(Data listing)
++++++++++

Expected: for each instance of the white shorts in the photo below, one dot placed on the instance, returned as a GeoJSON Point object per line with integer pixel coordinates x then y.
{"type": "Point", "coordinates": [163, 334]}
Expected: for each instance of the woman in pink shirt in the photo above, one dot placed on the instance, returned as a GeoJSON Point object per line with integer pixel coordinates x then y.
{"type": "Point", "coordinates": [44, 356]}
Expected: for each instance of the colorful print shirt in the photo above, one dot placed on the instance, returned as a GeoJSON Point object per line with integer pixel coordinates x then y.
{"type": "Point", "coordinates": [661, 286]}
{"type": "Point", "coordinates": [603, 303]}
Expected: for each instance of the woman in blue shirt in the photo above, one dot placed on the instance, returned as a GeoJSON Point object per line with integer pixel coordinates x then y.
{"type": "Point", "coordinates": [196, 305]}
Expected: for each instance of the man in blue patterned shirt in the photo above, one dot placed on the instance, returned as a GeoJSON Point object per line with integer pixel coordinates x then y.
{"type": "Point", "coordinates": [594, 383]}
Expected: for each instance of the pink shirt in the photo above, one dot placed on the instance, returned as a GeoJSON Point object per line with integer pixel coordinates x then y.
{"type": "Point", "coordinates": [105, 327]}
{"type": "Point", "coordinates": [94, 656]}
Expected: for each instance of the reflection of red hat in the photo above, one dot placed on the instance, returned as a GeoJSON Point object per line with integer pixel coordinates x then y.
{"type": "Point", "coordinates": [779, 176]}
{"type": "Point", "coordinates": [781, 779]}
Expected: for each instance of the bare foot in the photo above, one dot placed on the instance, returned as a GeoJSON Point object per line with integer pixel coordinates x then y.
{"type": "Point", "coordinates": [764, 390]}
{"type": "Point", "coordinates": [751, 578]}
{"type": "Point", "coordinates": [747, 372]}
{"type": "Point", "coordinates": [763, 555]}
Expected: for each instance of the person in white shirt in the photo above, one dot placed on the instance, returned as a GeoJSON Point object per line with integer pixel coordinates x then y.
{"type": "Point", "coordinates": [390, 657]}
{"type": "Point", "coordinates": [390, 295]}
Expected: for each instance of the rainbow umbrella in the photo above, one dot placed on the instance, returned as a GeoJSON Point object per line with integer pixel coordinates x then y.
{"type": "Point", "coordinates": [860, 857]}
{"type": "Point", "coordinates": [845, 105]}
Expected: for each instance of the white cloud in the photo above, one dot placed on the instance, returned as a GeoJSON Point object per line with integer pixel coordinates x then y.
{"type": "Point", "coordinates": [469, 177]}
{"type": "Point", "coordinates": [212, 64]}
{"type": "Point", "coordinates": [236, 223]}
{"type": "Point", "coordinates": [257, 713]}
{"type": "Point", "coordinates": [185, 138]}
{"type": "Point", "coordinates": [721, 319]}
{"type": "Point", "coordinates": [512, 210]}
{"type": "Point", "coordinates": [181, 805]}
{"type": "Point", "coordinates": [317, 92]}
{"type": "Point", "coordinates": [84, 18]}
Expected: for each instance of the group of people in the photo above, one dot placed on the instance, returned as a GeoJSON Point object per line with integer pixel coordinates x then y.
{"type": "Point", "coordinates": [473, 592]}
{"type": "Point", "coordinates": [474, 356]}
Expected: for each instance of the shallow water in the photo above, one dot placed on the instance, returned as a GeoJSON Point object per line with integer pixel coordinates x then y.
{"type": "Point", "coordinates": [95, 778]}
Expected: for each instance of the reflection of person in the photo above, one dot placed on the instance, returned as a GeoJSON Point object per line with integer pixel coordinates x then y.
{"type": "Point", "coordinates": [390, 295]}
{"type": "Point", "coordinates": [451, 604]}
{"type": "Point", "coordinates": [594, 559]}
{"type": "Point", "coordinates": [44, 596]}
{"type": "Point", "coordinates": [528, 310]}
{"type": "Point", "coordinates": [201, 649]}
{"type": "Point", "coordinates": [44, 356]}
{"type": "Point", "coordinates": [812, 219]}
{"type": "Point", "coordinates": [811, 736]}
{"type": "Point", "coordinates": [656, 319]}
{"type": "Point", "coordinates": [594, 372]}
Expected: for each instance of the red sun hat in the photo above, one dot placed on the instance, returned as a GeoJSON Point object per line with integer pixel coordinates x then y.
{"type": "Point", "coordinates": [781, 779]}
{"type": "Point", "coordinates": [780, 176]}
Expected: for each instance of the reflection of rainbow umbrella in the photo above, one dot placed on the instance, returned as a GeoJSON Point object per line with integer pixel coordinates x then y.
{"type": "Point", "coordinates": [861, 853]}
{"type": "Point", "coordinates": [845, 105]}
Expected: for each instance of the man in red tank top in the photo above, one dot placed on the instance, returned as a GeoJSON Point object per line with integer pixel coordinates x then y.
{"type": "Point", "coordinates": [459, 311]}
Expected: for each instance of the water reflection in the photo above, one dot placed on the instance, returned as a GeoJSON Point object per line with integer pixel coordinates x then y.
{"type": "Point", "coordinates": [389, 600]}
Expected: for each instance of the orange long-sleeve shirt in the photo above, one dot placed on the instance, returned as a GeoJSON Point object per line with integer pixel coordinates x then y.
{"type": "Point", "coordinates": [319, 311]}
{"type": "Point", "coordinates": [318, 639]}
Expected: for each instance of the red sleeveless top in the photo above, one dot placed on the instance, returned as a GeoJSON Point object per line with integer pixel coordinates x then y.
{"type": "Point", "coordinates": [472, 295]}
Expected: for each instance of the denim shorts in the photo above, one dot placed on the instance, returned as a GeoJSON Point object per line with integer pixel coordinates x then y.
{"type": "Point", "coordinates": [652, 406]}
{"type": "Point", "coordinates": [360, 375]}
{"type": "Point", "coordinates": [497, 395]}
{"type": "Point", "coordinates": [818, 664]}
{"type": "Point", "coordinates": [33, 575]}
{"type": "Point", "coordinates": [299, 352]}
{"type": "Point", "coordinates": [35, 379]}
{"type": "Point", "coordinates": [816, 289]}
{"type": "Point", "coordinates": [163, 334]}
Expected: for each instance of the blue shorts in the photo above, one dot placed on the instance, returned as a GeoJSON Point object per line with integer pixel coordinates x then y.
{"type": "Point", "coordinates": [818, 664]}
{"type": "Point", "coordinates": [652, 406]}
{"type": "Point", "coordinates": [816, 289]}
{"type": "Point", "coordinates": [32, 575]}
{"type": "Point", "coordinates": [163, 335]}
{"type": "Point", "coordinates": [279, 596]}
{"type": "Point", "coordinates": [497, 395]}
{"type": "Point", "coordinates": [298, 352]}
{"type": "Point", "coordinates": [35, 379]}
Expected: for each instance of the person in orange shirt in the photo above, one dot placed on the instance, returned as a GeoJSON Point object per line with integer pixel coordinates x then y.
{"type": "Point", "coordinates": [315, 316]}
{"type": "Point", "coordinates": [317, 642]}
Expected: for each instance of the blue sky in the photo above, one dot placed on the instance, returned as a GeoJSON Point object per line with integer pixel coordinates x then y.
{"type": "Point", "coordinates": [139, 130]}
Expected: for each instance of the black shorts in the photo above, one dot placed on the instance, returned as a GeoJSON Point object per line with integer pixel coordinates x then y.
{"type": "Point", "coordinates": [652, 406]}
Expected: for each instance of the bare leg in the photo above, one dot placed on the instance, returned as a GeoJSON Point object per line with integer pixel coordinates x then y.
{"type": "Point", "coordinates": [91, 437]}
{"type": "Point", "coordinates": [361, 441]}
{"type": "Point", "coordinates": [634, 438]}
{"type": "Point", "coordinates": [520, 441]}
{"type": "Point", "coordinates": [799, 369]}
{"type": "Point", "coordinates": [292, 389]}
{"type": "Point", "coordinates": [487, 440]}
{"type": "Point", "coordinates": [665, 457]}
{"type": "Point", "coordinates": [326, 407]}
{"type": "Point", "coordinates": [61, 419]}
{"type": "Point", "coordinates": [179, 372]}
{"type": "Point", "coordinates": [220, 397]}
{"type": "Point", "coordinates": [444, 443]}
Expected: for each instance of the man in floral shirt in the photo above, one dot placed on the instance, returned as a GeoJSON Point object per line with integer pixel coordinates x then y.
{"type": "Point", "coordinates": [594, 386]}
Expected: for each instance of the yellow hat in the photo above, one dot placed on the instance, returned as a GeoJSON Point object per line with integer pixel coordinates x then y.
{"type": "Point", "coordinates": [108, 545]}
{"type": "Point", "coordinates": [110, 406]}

++++++++++

▸ Problem details: Copy everything from the line containing "Expected: for each instance of the yellow" down through the last of the lines above, including both ends, without changing anything.

▸ Response to this exercise:
Expected: for each instance of the yellow hat in the photo above, one dot placed on the instance, returned as a GeoJSON Point object per line with integer pixel coordinates x then y.
{"type": "Point", "coordinates": [108, 545]}
{"type": "Point", "coordinates": [110, 406]}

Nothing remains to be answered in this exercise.